** Instructions to follow **
Pick out each line in these entries that contains the string "dark".

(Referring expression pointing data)
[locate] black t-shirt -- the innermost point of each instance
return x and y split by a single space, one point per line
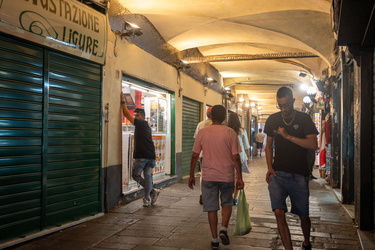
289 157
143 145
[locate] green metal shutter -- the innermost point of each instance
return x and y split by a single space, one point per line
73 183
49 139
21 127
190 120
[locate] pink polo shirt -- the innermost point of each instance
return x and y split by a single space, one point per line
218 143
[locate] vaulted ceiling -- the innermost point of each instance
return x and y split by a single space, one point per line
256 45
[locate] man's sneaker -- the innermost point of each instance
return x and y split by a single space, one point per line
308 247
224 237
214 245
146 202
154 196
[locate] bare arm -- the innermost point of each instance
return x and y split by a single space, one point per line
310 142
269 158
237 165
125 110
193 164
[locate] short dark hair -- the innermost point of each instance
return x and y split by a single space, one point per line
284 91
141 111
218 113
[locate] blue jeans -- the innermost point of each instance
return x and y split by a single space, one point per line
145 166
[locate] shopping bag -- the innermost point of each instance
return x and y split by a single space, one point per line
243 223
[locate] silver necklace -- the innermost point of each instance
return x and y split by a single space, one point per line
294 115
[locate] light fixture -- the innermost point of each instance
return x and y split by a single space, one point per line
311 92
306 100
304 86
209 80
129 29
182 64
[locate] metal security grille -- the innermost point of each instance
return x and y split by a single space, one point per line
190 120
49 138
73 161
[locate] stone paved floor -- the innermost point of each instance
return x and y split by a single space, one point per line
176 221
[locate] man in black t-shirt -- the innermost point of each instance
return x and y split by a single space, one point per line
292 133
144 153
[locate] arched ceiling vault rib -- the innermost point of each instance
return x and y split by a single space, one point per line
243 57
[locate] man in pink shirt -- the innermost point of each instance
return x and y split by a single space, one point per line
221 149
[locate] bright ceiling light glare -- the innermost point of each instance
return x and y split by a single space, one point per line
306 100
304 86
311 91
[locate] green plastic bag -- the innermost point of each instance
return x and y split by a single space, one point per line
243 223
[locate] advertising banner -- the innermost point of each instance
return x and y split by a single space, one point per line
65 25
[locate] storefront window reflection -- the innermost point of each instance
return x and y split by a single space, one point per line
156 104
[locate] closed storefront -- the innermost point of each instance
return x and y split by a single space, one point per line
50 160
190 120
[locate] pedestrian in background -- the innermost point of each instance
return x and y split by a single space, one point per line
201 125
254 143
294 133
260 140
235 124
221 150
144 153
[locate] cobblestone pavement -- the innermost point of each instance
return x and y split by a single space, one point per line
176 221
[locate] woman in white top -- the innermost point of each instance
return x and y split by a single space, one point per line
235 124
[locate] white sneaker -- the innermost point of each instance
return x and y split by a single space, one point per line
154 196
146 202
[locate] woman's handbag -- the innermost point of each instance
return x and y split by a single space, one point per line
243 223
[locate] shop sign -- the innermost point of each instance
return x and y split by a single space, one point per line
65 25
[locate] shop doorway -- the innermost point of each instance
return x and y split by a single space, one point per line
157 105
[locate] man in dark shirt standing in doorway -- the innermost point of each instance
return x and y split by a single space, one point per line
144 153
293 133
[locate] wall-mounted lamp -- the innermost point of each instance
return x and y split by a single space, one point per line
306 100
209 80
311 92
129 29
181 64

==

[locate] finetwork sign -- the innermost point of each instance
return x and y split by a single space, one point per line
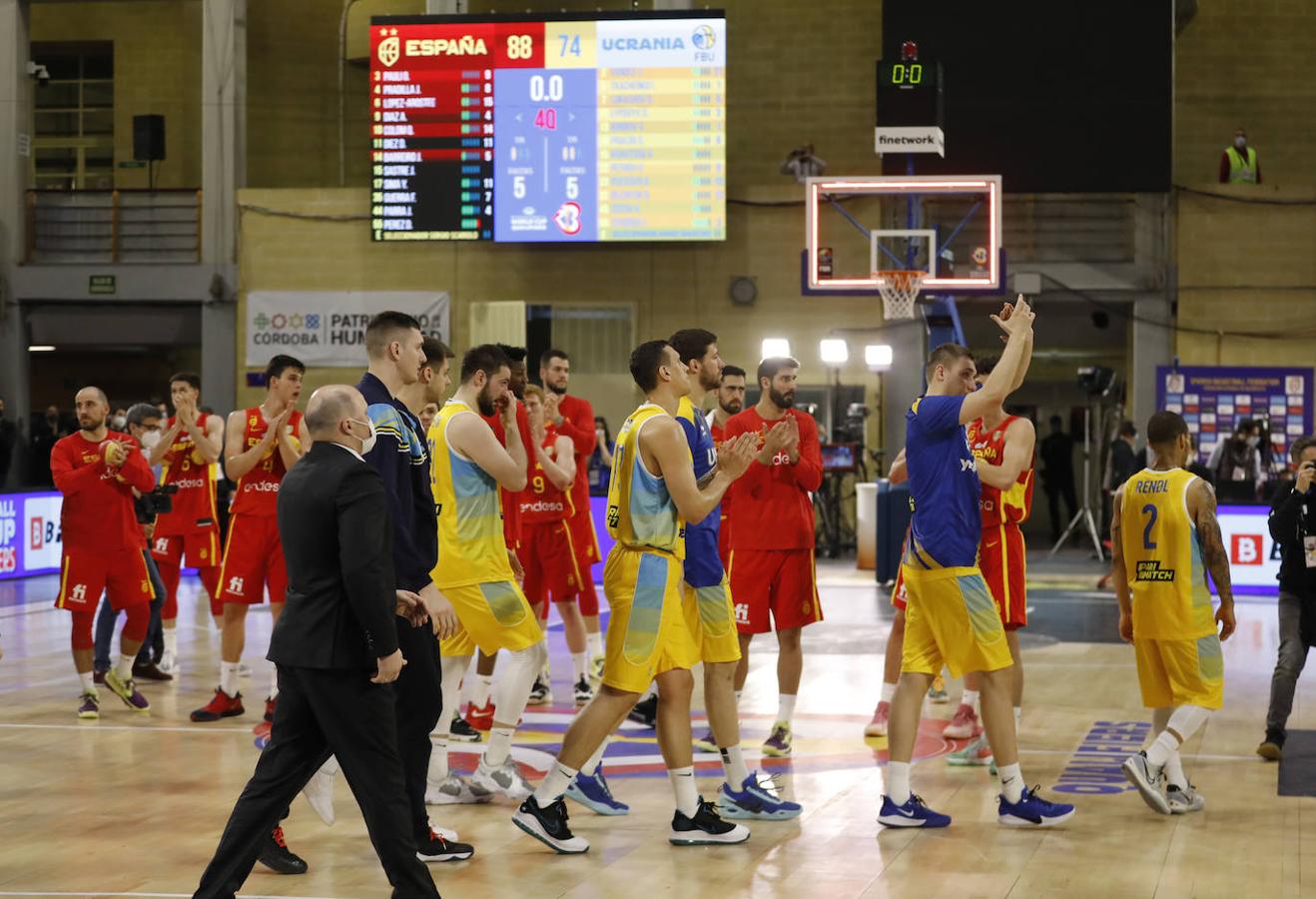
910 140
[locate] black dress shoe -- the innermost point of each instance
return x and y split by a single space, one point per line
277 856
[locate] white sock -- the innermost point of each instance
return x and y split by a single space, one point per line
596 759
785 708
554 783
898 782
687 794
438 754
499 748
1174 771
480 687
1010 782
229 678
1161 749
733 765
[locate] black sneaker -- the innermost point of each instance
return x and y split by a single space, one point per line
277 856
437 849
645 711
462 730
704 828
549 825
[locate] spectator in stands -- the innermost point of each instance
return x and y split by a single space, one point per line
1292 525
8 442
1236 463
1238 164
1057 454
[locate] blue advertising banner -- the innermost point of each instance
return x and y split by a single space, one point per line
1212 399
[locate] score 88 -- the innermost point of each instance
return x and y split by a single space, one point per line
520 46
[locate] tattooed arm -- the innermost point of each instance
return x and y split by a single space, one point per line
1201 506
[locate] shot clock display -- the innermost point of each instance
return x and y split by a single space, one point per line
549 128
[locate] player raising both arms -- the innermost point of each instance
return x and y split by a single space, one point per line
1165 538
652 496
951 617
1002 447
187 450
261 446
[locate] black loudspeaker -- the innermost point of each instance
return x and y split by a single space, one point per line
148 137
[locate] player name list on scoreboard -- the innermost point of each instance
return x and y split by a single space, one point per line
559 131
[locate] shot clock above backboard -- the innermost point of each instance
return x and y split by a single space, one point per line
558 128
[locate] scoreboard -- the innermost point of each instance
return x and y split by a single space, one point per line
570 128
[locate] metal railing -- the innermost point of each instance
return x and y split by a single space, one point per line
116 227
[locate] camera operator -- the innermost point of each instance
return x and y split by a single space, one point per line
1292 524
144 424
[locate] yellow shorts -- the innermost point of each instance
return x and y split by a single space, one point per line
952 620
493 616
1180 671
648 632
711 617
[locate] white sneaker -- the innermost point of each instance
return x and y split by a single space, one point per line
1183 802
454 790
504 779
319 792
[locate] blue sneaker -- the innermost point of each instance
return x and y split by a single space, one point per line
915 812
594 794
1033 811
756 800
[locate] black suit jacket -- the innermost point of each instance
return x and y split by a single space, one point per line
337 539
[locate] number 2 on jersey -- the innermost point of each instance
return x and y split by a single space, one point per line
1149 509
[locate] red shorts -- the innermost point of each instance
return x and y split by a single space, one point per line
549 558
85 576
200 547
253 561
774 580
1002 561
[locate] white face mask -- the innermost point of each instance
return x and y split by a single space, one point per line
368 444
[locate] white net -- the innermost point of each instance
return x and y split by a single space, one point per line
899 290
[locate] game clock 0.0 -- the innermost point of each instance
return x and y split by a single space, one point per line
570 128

** Output for this exercise **
[locate] short dark hair -- the innermost point of each instance
[locate] man in dark shirt standing in doorway -- the innermost point of each instance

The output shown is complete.